__TEXTO DE ESTUDO__:
____
Um homem idoso explica que já não consegue pagar os medicamentos para os seus problemas cardíacos. A sua reforma foi reduzida a metade. Trabalhou durante mais de 40 anos, pensava ter feito tudo o que era necessário e, hoje, deixou de conseguir compreender o mundo.
As pessoas internadas nos hospitais são obrigadas a levar os seus próprios lençóis e a sua própria comida.
Desde que as equipas de manutenção foram dispensadas, são os médicos, os enfermeiros e os auxiliares de saúde, que desde há meses não recebem ordenado, que tratam da limpeza.
Não há luvas descartáveis nem cateteres no hospital.
A União Europeia avisou o país sobre o perigo de propagação de doenças infeciosas.
Por falta de meios financeiros, neste momento, há blocos inteiros de edifícios sem fornecimento de energia. Na primavera, um homem de 77 anos suicidou-se com um tiro, em frente ao parlamento, em Atenas. Antes de se matar, escreveu: “Deste modo, não deixo nenhuma dívida aos meus filhos!”. A taxa de suicídio duplicou nos últimos 3 anos.
Um traumatismo é um acontecimento que abala a perceção do mundo de um indivíduo até aos seus fundamentos. A experiência é tão violenta que mergulha a pessoa num turbilhão de absoluto sofrimento. Só os espíritos cínicos falam ainda de regressão social quando o assunto é a Grécia. O que atualmente observamos é um traumatismo coletivo.
Multiplicação de grupos violentos
“A crise atinge especialmente os homens”, afirma Georg Pieper. Como sabemos, os homens, muito mais do que as mulheres, baseiam a sua identidade sobre o trabalho e, portanto, no seu valor de mercado. Ora, o valor de mercado da maioria desce sem cessar. A crise também lhes prejudica a virilidade. Atualmente, os problemas psíquicos, como as depressões, propagam-se na Grécia como se de uma epidemia se tratasse. Não é surpreendente que 3/4 dos suicídios sejam cometidos por homens.
Não é preciso ser uma Cassandra ou sequer um especialista para conseguir imaginar a incidência que isso pode ter sobre as relações sociais entre os indivíduos e sobre o cimento da sociedade grega. O ressentimento contra um sistema corrupto, pervertido, e contra a política internacional, cujas tranches de ajuda caem nas mãos dos bancos em vez de servirem para salvar as pessoas, é enorme e continua a crescer. Os homens levam esse ódio para dentro da família e os seus filhos traduzem-na em atos, na rua. Assistimos a uma multiplicação de grupos violentos que atacam as minorias.
____
__CONJUNTO DE ENTRADAS__:

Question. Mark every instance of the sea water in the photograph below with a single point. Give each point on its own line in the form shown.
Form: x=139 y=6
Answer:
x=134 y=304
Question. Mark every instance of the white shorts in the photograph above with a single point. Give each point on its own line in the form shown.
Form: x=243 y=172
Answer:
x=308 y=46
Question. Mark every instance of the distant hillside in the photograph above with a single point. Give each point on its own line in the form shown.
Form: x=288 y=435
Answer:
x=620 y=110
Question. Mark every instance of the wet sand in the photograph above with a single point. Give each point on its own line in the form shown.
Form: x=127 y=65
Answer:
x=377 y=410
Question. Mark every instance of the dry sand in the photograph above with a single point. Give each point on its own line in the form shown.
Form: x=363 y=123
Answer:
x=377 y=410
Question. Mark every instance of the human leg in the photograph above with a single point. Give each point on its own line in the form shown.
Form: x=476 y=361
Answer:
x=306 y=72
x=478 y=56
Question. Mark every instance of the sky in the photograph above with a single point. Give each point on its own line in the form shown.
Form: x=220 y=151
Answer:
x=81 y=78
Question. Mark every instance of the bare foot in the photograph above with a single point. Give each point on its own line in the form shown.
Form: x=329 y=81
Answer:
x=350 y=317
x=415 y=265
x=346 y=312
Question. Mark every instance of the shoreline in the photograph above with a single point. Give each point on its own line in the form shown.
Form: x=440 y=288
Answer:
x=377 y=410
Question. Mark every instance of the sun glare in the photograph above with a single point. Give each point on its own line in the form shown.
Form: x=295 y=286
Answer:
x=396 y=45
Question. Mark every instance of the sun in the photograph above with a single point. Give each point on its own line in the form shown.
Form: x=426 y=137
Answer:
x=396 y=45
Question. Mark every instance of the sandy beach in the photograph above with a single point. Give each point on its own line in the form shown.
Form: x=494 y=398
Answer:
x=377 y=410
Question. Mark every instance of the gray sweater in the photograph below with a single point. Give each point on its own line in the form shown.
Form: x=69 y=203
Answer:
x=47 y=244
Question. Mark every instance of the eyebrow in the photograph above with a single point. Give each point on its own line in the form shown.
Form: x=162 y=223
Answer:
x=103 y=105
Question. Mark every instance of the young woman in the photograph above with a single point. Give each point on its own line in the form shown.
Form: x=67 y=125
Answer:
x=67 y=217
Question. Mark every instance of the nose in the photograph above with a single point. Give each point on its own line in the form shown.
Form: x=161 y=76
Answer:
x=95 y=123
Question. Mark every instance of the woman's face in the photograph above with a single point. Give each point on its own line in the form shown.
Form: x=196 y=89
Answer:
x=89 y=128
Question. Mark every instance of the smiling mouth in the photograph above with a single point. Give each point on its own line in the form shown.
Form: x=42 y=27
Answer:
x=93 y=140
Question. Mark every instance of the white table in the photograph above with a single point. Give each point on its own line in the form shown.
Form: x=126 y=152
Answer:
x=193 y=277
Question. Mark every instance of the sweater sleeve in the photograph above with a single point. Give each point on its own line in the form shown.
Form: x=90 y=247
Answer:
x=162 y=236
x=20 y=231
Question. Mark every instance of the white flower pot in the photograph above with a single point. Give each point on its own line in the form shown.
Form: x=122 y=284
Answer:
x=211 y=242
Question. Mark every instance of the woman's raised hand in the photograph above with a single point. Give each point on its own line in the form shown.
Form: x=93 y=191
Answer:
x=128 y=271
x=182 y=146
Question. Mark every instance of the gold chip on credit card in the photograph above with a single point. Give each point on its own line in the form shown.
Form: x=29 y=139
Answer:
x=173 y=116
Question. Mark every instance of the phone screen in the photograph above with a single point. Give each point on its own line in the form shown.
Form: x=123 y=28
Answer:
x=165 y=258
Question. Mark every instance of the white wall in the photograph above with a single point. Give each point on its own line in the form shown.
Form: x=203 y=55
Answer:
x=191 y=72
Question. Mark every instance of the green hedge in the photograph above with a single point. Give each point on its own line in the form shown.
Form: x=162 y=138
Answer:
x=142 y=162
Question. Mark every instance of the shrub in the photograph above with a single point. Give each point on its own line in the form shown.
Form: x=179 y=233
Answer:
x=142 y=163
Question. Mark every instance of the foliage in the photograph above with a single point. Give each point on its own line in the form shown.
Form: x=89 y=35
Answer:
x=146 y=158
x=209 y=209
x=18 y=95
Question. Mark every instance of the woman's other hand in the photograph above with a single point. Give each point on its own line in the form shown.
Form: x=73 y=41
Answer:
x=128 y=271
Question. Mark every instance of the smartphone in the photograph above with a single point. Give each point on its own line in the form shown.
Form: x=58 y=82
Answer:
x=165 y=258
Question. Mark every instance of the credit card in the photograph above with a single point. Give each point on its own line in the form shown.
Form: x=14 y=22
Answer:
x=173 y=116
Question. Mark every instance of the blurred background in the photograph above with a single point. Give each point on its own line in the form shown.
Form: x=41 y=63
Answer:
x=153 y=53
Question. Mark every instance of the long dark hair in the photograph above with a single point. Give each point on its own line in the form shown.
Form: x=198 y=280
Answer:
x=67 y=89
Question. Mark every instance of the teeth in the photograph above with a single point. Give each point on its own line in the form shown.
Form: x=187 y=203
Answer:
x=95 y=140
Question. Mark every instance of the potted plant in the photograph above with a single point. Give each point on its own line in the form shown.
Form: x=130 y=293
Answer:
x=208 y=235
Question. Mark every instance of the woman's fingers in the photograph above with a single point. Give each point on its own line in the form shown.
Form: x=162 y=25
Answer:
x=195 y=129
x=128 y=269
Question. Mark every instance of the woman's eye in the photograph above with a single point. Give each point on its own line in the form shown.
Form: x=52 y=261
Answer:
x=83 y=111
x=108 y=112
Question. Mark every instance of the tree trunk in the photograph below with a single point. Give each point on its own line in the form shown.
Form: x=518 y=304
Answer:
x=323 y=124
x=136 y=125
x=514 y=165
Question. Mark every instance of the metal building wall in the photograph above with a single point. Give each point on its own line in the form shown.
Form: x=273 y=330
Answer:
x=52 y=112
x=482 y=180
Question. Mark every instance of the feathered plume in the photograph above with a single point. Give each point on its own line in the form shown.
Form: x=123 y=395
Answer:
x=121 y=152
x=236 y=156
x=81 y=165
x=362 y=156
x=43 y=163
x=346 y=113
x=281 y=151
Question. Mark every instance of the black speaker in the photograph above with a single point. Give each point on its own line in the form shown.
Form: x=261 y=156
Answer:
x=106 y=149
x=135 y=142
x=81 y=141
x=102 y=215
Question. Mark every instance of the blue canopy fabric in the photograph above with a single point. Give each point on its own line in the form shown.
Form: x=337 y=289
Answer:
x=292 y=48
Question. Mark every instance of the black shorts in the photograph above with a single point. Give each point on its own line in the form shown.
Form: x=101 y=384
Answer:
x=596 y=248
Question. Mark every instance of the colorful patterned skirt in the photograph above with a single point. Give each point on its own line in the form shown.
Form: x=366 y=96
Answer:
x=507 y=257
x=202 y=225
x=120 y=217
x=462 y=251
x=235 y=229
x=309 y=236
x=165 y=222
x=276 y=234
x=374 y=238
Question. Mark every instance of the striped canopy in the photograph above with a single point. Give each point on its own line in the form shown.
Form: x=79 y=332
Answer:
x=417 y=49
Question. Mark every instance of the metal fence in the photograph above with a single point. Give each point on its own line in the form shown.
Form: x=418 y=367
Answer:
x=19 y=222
____
__INSTRUÇÕES DE TRABALHO__: Continue o texto sobre a crise na Grécia a partir da última frase apresentada.

__RESPOSTA ESCRITA__:
No mês de novembro, os Estados Unidos difundiram um alerta aos viajantes que tencionam ir à Grécia – ali, especialmente as pessoas de cor, estão sob ameaça. Para um país como a Grécia, que tem uma imagem de terra hospitaleira, isso é chocante, diz Georg Pieper.
Egoísmo suplanta a solidariedade
Em tempos normais, nem mesmo o mais terrível dos golpes de sorte põe de joelhos o indivíduo, explica Georg Pieper, porque todos nós somos dotados de um instinto de sobrevivência extremamente desenvolvido. Essa é a boa notícia. A má, é que esse instinto de sobrevivência só é efetivo numa sociedade em funcionamento, capaz de amortecer o choque. A tragédia de Utøya demonstrou a força que uma tal sociedade é capaz de desenvolver. Depois do massacre, toda a Noruega deu o seu apoio às vítimas, como se alguém tivesse coberto o país com um manto de solidariedade.
Na Grécia, os fundamentos da sociedade foram minados até ao afundamento dessa mesma sociedade. A crise destruiu o Estado-Providência. “Nestas situações dramáticas, o homem transforma-se em besta”, explica Georg Pieper. A necessidade empurra-o para a irracionalidade. O egoísmo suplanta a solidariedade.
Há algumas semanas, a Transparency International publicou o seu índice mundial da corrupção. O país está no último lugar dos países europeus, não muito longe da Colômbia ou do Djibuti. Tais notícias são puro veneno.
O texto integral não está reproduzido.